**Given information**
-.-.-

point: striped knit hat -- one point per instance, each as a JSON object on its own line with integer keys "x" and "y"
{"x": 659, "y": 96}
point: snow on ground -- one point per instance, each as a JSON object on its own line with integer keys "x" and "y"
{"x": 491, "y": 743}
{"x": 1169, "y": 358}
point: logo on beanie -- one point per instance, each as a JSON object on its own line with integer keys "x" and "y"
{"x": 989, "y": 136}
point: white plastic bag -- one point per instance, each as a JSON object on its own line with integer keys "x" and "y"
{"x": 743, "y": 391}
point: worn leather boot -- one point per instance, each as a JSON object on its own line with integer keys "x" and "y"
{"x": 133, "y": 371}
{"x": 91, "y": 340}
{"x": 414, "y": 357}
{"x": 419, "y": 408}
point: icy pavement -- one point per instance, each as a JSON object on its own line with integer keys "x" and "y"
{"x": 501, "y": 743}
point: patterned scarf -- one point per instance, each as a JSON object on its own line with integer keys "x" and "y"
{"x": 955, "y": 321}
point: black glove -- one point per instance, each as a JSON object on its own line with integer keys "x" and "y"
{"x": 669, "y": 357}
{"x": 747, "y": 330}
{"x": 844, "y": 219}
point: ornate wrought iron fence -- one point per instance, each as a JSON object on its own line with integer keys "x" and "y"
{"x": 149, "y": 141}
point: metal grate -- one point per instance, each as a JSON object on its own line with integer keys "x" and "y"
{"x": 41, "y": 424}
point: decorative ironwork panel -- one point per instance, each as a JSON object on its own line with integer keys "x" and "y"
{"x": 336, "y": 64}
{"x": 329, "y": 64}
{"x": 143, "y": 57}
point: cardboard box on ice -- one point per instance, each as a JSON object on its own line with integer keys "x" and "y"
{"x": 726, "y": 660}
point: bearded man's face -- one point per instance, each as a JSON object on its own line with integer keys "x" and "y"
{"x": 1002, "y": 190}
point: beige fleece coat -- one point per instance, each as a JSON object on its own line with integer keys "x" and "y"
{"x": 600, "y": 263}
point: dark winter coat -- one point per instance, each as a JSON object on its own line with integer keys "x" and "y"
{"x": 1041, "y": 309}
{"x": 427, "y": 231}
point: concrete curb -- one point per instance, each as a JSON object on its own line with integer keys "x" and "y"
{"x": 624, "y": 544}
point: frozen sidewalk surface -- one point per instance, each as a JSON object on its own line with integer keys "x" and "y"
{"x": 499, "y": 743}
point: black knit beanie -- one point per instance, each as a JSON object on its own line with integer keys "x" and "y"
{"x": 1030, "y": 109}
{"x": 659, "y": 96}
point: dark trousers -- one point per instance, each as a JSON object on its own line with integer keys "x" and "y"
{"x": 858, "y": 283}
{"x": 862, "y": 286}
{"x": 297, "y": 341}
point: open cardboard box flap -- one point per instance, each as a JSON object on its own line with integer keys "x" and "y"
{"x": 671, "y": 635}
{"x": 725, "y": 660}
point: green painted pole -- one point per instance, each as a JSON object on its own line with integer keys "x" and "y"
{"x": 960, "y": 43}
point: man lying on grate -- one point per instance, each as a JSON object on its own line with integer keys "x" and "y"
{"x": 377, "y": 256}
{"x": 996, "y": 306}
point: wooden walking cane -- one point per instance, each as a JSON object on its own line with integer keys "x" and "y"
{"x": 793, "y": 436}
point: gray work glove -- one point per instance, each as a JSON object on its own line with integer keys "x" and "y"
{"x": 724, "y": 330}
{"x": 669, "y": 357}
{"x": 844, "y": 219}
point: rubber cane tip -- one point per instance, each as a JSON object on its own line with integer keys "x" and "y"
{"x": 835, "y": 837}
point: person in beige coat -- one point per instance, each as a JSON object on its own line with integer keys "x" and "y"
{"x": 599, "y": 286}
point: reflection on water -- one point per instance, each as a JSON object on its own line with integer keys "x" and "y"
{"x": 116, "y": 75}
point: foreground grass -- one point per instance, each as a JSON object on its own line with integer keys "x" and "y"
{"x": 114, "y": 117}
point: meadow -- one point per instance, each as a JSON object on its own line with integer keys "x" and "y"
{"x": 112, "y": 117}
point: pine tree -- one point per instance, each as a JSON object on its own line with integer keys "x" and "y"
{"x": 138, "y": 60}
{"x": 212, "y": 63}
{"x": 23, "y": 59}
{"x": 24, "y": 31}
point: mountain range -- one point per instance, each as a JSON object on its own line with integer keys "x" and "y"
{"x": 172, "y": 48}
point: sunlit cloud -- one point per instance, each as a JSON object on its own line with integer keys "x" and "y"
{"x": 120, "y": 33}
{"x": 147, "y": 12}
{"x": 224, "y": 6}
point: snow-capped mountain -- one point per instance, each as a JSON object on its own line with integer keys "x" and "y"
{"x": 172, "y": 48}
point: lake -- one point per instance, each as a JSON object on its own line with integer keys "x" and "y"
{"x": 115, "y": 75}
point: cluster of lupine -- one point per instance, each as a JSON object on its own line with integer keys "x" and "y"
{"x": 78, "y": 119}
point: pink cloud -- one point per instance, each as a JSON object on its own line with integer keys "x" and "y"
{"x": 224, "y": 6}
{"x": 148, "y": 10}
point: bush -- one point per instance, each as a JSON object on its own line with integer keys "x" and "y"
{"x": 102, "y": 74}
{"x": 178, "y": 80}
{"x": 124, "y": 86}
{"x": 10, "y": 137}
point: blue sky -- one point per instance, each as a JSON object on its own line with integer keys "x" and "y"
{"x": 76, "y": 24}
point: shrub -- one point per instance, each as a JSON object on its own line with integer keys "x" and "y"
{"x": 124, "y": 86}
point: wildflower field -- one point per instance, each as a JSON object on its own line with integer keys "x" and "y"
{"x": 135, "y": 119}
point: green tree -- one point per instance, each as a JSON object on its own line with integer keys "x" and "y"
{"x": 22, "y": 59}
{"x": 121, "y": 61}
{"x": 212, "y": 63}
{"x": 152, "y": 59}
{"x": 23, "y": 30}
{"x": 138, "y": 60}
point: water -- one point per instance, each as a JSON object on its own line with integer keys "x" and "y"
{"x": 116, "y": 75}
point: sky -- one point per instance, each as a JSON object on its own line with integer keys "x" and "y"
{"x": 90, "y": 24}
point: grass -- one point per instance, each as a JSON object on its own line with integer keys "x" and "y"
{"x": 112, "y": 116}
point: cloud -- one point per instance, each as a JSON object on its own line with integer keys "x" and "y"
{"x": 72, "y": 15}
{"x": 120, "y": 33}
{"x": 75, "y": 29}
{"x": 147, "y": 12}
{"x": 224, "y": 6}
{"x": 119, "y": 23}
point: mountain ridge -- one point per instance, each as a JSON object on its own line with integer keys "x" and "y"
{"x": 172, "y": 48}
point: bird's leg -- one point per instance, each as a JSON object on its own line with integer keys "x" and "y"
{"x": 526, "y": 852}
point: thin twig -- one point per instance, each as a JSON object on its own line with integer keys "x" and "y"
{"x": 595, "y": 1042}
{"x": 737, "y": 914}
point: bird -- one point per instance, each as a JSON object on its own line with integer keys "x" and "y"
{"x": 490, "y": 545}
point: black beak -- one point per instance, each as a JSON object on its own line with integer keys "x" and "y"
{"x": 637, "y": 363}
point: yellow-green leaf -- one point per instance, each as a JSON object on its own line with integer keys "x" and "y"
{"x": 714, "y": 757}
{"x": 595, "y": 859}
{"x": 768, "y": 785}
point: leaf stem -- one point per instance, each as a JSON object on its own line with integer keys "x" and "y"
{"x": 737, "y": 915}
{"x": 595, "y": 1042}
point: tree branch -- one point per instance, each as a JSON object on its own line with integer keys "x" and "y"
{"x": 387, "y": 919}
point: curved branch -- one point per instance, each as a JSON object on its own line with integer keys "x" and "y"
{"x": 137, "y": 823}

-.-.-

**The task**
Repeat the records above exactly, leaving none out.

**Result of the exercise**
point: striped knit hat -- one point per instance, each as a JSON object on its own line with integer keys "x" and "y"
{"x": 659, "y": 96}
point: snow on ground -- one point per instance, each as a JSON object on its own line with integer keys "x" and "y"
{"x": 491, "y": 743}
{"x": 1169, "y": 358}
point: logo on beanie -- one point per instance, each as a JSON object on its own line with integer keys "x" and "y"
{"x": 989, "y": 136}
point: white plastic bag -- one point per instance, each as a JSON object on its own line with integer keys "x" and "y"
{"x": 743, "y": 391}
point: worn leather boot -- one point per instance, each as a JSON object on its own line with integer keys "x" and "y"
{"x": 133, "y": 371}
{"x": 91, "y": 340}
{"x": 414, "y": 357}
{"x": 419, "y": 408}
point: icy pavement -- one point per instance, each as a JSON object on its own line with integer keys "x" and "y"
{"x": 501, "y": 743}
point: patterned scarf -- one point per instance, each as a JSON object on its own line with integer keys "x" and "y"
{"x": 955, "y": 321}
point: black glove -- one point per instance, each as a JSON object on its own line with integer keys "x" and "y"
{"x": 669, "y": 357}
{"x": 747, "y": 330}
{"x": 844, "y": 219}
point: ornate wrought iron fence -- one point per instance, each as a JSON object on its own line with integer keys "x" and "y"
{"x": 149, "y": 141}
point: metal grate -- one point per instance, each as a JSON object on its own line with integer keys "x" and "y"
{"x": 41, "y": 424}
point: decorative ironwork panel -- one point per instance, each as a JSON object on its own line with integer keys "x" and "y"
{"x": 336, "y": 64}
{"x": 329, "y": 64}
{"x": 143, "y": 57}
point: cardboard box on ice -- one point per instance, each as a JSON object on its own line with integer keys "x" and "y"
{"x": 726, "y": 660}
point: bearded man's face -- one point per instance, each as a JSON object on its own line with integer keys "x" and "y"
{"x": 1002, "y": 190}
point: beige fleece coat -- one point per instance, each as a JSON object on its own line with integer keys "x" and "y"
{"x": 600, "y": 263}
point: dark winter coat -- one point per instance, each as a JSON object on its own line with integer keys "x" and "y"
{"x": 1041, "y": 309}
{"x": 427, "y": 231}
point: concrete curb -- one point per instance, each as a JSON object on its own line with integer keys "x" and "y"
{"x": 624, "y": 544}
point: frozen sidewalk surface -- one point per instance, each as a JSON object on its own line with integer keys "x" and "y"
{"x": 499, "y": 743}
point: black knit beanie -- one point per instance, each as a JSON object on its own line with integer keys "x" and "y"
{"x": 1030, "y": 109}
{"x": 659, "y": 96}
point: dark trousers -- one point per instance, each as a JSON object on its own line with integer keys "x" and "y"
{"x": 858, "y": 283}
{"x": 862, "y": 286}
{"x": 297, "y": 341}
point: open cardboard box flap -- one point per instance, each as a JSON object on its own line with integer keys "x" and "y"
{"x": 671, "y": 635}
{"x": 725, "y": 660}
point: green painted pole -- one point per instance, each as a JSON object on its own line with integer keys "x" and "y"
{"x": 960, "y": 43}
point: man lying on grate -- one point per instance, each as a JSON object on its own line with integer keys "x" and "y"
{"x": 377, "y": 256}
{"x": 996, "y": 306}
point: wooden walking cane -- one point per instance, each as a JSON object on its own line with integer keys "x" and "y"
{"x": 793, "y": 436}
point: gray work glove -- one point per instance, each as a JSON object on its own line with integer keys "x" and "y"
{"x": 724, "y": 330}
{"x": 669, "y": 357}
{"x": 844, "y": 219}
point: rubber cane tip -- one point per instance, each as a JSON object on its own line with integer keys "x" and "y"
{"x": 835, "y": 837}
point: person in beige coat -- one point per instance, each as a JSON object on its own line with integer keys "x" and "y"
{"x": 599, "y": 286}
point: reflection on water -- one point per instance, each as a JSON object on its own line with integer keys "x" and "y"
{"x": 116, "y": 75}
point: foreground grass -- one point per instance, each as a JSON object on its own line with integer keys "x" and "y"
{"x": 114, "y": 117}
point: meadow -- one point per instance, each as a JSON object on its own line with integer keys "x" and "y"
{"x": 112, "y": 117}
point: pine tree -- one point per instance, each as a JSON object on its own line with integer keys "x" and "y"
{"x": 138, "y": 60}
{"x": 212, "y": 63}
{"x": 23, "y": 59}
{"x": 24, "y": 31}
point: mountain range -- one point per instance, each as a JSON object on its own line with integer keys "x" and "y"
{"x": 172, "y": 48}
point: sunlit cloud -- one point per instance, each as a JSON object on its own line with integer keys "x" and "y"
{"x": 120, "y": 33}
{"x": 147, "y": 12}
{"x": 224, "y": 6}
point: snow-capped mountain -- one point per instance, each as a JSON object on its own line with integer keys "x" and "y"
{"x": 172, "y": 48}
point: lake -- one point per instance, each as a JSON object on its own line with integer keys "x" and "y"
{"x": 115, "y": 75}
point: cluster of lupine -- one point per instance, each as a JSON object on its own line with integer keys "x" and "y"
{"x": 78, "y": 119}
point: pink cloud -- one point per instance, each as a JSON object on its own line with integer keys "x" and "y"
{"x": 224, "y": 6}
{"x": 148, "y": 10}
point: bush -- one point per instance, each as a JSON object on its own line with integer keys "x" and "y"
{"x": 102, "y": 74}
{"x": 178, "y": 80}
{"x": 124, "y": 86}
{"x": 10, "y": 137}
point: blue sky -- one point per instance, each as a JSON object on its own line with integer keys "x" and "y"
{"x": 76, "y": 24}
point: shrub -- one point per instance, each as a JSON object on its own line with integer keys "x" and "y"
{"x": 124, "y": 86}
point: wildflower field -- one point per instance, each as a JSON object on its own line with integer keys "x" and "y"
{"x": 135, "y": 119}
point: green tree -- one point per instance, each as a JSON object on its own line with integer keys "x" and "y"
{"x": 22, "y": 59}
{"x": 121, "y": 61}
{"x": 212, "y": 63}
{"x": 152, "y": 59}
{"x": 23, "y": 30}
{"x": 138, "y": 60}
point: water -- one point per instance, each as a JSON object on its own line with integer keys "x" and "y"
{"x": 116, "y": 75}
point: sky -- one point per instance, each as a JSON object on its own line with integer keys "x" and "y"
{"x": 90, "y": 24}
point: grass -- one point per instance, each as a JSON object on its own line with integer keys "x" and "y"
{"x": 112, "y": 116}
point: cloud -- one point per instance, each as a JSON object on its own line with integer keys "x" and "y"
{"x": 72, "y": 15}
{"x": 120, "y": 33}
{"x": 75, "y": 29}
{"x": 147, "y": 12}
{"x": 224, "y": 6}
{"x": 119, "y": 23}
point: mountain ridge -- one point per instance, each as a JSON object on its own line with integer keys "x" and "y"
{"x": 172, "y": 48}
point: bird's leg -- one point per instance, each as a JSON object on its own line with integer keys "x" and "y"
{"x": 526, "y": 852}
point: thin twig -- one point per instance, each as a JSON object on its own line with integer keys "x" and "y"
{"x": 595, "y": 1042}
{"x": 737, "y": 914}
point: bird -- one point per instance, each as a JSON object on its own line with integer keys "x" and "y"
{"x": 490, "y": 545}
point: black beak -- one point per instance, each as a JSON object on its own line with integer keys "x" and "y"
{"x": 637, "y": 363}
point: yellow-green leaf -- one point per instance, each as a JSON object on its own line with integer keys "x" and "y"
{"x": 714, "y": 757}
{"x": 595, "y": 859}
{"x": 768, "y": 785}
point: leaf stem -- one point per instance, each as a JSON object on its own line with integer keys "x" and "y"
{"x": 737, "y": 915}
{"x": 595, "y": 1042}
point: tree branch -- one point per instance, each as a JSON object on its own line with integer keys "x" and "y"
{"x": 387, "y": 919}
point: curved branch -- one point per instance, each as a JSON object on its own line with integer keys "x" and "y"
{"x": 137, "y": 823}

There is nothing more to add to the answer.